[Saved entries]

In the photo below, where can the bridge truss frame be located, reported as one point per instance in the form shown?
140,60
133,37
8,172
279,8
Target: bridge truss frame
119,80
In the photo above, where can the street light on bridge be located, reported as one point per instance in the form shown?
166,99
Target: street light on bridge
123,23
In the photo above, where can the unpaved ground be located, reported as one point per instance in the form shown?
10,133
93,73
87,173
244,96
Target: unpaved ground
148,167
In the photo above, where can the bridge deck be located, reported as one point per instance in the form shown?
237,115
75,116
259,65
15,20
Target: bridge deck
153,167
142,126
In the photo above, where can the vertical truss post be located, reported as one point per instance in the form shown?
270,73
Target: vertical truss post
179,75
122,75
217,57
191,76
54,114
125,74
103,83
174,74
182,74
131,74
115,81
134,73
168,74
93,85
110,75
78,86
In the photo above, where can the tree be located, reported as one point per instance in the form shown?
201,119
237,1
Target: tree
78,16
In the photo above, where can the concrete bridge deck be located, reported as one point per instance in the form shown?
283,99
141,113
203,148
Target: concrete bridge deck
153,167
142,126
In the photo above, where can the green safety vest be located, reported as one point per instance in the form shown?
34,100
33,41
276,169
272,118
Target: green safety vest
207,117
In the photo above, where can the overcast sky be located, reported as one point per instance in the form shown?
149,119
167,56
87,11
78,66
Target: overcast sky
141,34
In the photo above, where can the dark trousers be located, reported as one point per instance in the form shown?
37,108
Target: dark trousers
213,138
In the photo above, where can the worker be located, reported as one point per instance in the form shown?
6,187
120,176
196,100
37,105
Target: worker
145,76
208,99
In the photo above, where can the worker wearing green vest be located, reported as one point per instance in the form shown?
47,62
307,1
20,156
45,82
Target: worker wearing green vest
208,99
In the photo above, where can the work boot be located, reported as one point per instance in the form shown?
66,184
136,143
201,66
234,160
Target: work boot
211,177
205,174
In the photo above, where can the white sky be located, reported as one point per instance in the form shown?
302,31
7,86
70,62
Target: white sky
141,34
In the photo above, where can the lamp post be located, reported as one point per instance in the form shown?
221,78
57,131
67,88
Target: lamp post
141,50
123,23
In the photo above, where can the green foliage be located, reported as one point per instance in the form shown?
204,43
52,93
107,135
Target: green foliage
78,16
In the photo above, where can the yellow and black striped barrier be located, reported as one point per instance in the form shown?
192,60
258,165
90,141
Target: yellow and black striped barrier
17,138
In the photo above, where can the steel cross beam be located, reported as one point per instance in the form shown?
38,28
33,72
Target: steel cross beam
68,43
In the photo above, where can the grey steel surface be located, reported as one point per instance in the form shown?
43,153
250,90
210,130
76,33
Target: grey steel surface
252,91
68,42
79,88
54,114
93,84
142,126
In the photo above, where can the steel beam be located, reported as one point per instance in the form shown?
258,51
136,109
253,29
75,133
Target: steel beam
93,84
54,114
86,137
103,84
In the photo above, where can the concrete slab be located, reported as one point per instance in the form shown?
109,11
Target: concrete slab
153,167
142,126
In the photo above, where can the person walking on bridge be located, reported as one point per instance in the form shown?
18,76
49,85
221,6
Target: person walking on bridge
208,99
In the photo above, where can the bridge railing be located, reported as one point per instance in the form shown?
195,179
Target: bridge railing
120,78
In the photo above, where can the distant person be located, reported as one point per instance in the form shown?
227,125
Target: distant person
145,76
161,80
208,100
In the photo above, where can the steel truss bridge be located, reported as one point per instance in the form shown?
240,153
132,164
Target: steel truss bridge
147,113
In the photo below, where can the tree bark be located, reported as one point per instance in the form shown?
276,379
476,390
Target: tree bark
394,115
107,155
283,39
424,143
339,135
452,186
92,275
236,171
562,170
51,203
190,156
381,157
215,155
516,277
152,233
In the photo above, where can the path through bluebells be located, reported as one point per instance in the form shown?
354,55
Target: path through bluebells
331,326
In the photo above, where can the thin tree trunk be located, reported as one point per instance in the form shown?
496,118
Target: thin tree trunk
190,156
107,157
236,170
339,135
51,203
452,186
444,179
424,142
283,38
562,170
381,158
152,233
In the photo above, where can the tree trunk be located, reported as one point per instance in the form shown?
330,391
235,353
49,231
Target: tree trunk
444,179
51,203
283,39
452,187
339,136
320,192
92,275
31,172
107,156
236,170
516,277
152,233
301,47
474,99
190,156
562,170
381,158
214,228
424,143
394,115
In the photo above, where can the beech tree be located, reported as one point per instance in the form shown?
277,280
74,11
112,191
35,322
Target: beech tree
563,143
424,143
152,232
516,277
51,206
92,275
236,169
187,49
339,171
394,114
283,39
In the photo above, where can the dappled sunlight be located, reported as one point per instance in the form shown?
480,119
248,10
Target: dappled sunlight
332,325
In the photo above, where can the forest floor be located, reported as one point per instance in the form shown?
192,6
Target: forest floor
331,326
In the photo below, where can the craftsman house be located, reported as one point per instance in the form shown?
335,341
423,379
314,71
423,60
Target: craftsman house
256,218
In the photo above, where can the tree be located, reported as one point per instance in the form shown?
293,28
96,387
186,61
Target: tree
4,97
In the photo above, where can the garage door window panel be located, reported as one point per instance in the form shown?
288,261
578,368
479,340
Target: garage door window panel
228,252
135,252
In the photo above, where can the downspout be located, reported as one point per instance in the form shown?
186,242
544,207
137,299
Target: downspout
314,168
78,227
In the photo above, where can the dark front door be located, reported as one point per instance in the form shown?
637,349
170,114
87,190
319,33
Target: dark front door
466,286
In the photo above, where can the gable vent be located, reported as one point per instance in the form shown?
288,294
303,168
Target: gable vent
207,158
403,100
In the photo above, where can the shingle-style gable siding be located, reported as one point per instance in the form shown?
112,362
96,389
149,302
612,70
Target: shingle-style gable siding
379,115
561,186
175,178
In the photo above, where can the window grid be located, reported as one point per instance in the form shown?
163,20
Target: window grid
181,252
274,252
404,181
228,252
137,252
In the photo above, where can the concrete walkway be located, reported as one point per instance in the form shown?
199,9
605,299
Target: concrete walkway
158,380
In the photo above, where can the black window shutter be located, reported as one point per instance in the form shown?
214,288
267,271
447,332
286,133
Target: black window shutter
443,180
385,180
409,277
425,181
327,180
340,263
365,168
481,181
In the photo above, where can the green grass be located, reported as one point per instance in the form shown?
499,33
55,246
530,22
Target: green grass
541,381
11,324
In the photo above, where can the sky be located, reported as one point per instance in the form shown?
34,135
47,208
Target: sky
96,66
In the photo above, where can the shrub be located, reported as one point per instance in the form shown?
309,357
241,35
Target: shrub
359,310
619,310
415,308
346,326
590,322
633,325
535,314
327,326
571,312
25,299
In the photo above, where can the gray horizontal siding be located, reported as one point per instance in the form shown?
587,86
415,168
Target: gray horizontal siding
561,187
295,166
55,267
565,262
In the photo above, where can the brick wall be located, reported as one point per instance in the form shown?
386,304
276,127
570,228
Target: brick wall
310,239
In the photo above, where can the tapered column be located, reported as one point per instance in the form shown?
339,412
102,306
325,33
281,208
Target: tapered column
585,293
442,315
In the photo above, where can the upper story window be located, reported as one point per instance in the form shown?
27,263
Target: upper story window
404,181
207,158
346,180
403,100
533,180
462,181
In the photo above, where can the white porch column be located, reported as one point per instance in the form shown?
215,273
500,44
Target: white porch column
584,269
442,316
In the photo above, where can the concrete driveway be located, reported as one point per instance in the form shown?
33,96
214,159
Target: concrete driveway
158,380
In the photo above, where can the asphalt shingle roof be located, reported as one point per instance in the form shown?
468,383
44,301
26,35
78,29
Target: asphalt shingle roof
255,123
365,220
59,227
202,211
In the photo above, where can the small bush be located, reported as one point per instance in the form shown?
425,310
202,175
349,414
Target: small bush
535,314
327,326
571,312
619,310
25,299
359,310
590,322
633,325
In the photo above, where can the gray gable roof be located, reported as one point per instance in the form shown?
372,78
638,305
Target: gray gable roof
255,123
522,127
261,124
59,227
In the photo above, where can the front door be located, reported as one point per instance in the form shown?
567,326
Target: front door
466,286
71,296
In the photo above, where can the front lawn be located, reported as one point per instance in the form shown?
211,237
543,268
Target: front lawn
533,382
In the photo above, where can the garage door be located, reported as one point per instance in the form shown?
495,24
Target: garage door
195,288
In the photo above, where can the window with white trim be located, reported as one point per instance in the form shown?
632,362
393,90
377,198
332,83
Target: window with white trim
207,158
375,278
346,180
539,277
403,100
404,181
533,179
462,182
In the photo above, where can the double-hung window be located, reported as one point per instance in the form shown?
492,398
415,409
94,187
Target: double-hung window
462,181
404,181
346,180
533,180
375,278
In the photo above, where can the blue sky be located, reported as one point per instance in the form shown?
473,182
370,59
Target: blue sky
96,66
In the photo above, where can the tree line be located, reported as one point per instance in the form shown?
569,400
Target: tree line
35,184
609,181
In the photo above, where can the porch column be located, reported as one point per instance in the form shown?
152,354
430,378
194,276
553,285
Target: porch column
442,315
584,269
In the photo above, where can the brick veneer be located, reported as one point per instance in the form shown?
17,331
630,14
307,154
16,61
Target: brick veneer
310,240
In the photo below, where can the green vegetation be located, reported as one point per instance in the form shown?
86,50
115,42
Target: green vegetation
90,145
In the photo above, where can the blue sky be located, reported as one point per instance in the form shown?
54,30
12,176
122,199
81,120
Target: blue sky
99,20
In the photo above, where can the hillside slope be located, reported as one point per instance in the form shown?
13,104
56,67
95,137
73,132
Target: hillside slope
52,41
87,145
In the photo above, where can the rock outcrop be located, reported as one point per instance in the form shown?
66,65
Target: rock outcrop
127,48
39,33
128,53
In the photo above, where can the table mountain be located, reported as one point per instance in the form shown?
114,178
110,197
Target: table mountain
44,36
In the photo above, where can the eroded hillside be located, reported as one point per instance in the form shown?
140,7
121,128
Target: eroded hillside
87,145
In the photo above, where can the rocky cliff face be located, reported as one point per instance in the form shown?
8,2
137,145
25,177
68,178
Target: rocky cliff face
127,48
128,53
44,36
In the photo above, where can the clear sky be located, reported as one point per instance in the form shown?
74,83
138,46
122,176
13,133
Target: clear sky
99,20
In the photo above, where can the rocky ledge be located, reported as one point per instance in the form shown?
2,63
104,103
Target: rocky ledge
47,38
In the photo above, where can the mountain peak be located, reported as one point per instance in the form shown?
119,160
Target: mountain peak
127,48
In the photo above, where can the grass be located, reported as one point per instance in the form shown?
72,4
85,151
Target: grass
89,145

> _TASK ITEM_
Only the number is wanted: how many lines in the entries above contain the word "below"?

> _ANSWER TO THE EXERCISE_
4